===== Source
WILBER: So you have to be very careful about that. And we have a lot of semi-enlightened schmucks running around because they got sealed in their schmuckiness when they got this sense of oneness. A great deal of certainty comes with that experience, a kind of unshakable foundation—all of which is just great! It's an opening to understanding this ever-present, literally absolute condition. But there's a relative condition as well, and human beings are a mixture of both radical emptiness and relative form. And the traditions are really clear that you have absolute truth and you have relative truth and you have to honor both of those.
COHEN: Right.
WILBER: And so absolute truth is beyond good and evil, but relative truth has good and evil. And in the relative world, you're supposed to choose good and avoid evil—Buddha was very clear on that one. In the absolute world, you transcend both of them. Now, what we've done is to confuse the two, and we think that because the absolute is beyond good and evil, therefore in the relative world, we should make no judgments at all. And that is already to capitulate to an immoral action in the relative world. You're already reinforcing immoral action when you do that.
COHEN: That's true. And that's occurring in a consciousness where the degree of narcissism—self-obsession and self-concern—is probably unprecedented in human history.
==========
===== Dataset excerpts
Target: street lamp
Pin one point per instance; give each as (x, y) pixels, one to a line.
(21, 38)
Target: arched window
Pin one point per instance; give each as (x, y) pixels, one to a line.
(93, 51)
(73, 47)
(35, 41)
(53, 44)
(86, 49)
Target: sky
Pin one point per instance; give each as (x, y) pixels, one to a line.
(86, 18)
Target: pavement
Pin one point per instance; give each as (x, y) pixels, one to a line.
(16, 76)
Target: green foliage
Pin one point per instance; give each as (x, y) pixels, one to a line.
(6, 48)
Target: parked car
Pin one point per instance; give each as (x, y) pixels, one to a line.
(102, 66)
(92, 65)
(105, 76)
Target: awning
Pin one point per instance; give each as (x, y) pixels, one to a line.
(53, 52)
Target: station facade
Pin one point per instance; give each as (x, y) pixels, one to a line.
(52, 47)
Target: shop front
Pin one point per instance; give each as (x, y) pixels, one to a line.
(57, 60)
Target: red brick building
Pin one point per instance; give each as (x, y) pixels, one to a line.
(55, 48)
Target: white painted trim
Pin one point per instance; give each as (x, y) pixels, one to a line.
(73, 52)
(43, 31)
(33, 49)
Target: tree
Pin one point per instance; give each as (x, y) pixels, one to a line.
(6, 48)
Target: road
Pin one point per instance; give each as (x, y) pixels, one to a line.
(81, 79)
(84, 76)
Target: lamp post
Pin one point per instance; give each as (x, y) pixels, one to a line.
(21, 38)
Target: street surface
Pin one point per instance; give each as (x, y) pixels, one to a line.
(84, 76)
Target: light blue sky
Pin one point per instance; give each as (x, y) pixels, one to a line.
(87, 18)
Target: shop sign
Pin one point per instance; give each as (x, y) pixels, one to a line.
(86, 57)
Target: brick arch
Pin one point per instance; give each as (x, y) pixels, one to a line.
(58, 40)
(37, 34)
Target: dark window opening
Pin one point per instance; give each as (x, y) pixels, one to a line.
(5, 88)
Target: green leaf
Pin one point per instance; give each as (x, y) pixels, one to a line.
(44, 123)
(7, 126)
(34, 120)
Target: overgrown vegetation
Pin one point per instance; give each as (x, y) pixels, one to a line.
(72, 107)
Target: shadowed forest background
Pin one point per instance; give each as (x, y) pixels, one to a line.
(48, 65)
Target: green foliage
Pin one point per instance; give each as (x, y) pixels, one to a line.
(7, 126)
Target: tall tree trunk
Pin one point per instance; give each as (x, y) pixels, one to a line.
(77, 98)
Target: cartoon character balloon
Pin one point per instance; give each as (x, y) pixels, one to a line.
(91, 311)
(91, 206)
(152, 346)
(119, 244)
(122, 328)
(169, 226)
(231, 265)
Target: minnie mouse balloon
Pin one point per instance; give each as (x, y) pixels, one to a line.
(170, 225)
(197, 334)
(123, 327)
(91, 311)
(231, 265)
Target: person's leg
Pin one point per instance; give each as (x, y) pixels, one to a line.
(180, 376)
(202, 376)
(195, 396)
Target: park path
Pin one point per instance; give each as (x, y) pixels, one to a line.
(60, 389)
==========
Reproduce part of the dialogue on absolute and relative truth word for word. Begin at "WILBER: So you" and stop after "both of those.".

WILBER: So you have to be very careful about that. And we have a lot of semi-enlightened schmucks running around because they got sealed in their schmuckiness when they got this sense of oneness. A great deal of certainty comes with that experience, a kind of unshakable foundation—all of which is just great! It's an opening to understanding this ever-present, literally absolute condition. But there's a relative condition as well, and human beings are a mixture of both radical emptiness and relative form. And the traditions are really clear that you have absolute truth and you have relative truth and you have to honor both of those.